EXERCISE AIM
In the article on investing in crypto, what year does it give for the appearance of Bitcoin, the first cryptocurrency?

Don’t Just Invest in Crypto Out of FOMO, Here’s What You Need to Know!

Cryptocurrencies are a type of digital currency underpinned by blockchain architecture. The first cryptocurrency “Bitcoin” emerged in 2009, however, was widely overlooked. Today, it is one of the most popular investments in the market.  Every day, a new hype about cryptocurrency flashes on the news channels, with new projects and trillions of dollars being invested and rolled out daily. 

While crypto investors lose out a lot of money on scams like TerraUSD stablecoin, Squid Game tokens, etc, is it wise to invest your hard-earned money in crypto? The volatile nature of cryptocurrencies has made millions overnight for investors but has also made huge losses and drowned their investments underwater as well. The trick lies in how you plan to make your investment, and distribute your investments across assets.

If you are a beginner in trading, it is important to conduct thorough market research before betting your money on a particular asset. Often people invest their money simply out of FOMO (Fear of missing out). Crypto is a nerve-wracking industry and requires a lot of considerations before rolling your money. If you are new to the market, here is everything you need to know about investing in cryptocurrencies. 

Table of Contents

What are the types of Cryptocurrencies that you can invest in? 
What is Crypto Trading?
What are the Crypto Trading Strategies that You Can Implement to Stay in the Game?
What are the Advantages of Crypto Trading?
Do You Need a Crypto Broker for Trading?
Is Crypto Trading Precarious? 

What are the types of Cryptocurrencies that you can invest in?

There are four different types of cryptocurrencies that users can invest in. These are:

1. Equity Tokens

The asset represents the equity of a property or the stock of a company with the terms stored in the underlying blockchain network. These tokens are similar to the conventional stocks with a basic difference in their registration on blockchain and the certificate or database available in traditional stocks. The blockchain also provides voting rights with the tokens.

DATA BLOCK

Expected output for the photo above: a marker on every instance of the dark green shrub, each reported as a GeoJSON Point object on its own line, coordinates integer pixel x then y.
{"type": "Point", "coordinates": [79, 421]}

FINISHED ANSWER
2009